*Information shown*
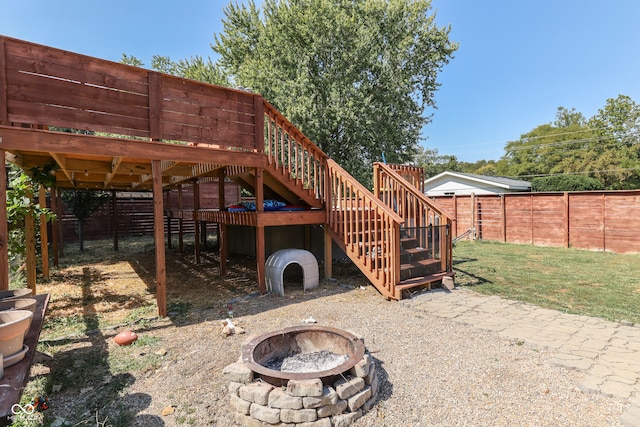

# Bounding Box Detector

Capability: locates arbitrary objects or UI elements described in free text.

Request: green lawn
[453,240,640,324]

...

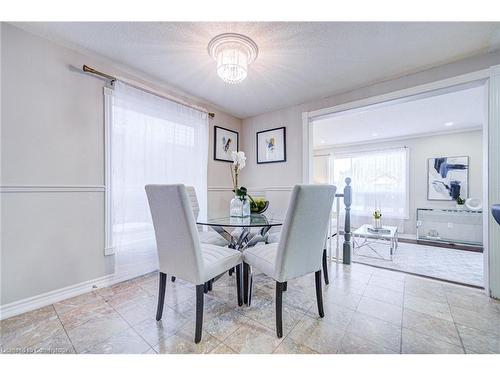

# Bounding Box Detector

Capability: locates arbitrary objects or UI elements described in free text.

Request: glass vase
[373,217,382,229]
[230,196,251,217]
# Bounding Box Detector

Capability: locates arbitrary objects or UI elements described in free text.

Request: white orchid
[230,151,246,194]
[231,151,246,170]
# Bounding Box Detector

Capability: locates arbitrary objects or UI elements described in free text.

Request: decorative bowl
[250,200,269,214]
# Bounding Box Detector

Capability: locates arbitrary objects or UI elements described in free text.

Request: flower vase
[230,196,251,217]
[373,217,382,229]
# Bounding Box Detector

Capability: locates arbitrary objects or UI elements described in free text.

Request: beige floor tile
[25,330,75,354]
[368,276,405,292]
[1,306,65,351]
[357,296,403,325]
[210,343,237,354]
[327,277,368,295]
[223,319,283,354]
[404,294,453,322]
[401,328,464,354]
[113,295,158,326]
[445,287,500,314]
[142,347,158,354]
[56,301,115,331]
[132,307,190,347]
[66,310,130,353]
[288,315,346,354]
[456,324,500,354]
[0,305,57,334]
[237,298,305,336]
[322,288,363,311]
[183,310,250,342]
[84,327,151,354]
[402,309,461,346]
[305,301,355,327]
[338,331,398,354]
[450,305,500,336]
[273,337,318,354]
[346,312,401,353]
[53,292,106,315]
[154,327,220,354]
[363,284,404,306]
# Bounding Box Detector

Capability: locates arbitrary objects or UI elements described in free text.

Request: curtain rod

*Description of the task*
The lines above from the one containing "Request: beige floor tile" through the one containing "Request: curtain rod" are to be set down exactly, and no others.

*Response box*
Request: beige floor tile
[25,330,75,354]
[368,276,405,292]
[1,306,65,351]
[357,296,403,325]
[210,343,237,354]
[327,277,368,295]
[223,319,283,354]
[404,294,453,322]
[401,328,464,354]
[113,295,158,326]
[445,287,500,314]
[142,347,158,354]
[56,301,115,331]
[132,307,190,347]
[66,310,130,353]
[288,315,346,354]
[456,324,500,354]
[0,305,57,334]
[237,298,305,336]
[322,288,363,311]
[183,310,250,342]
[84,327,151,354]
[402,309,461,346]
[305,301,355,327]
[338,331,398,354]
[450,305,500,336]
[273,337,318,354]
[346,312,401,353]
[53,292,106,315]
[154,327,220,354]
[363,284,404,306]
# Bounding Box Detector

Capability: locates arbitrary objects or UI elements described in free text.

Request: curtain rod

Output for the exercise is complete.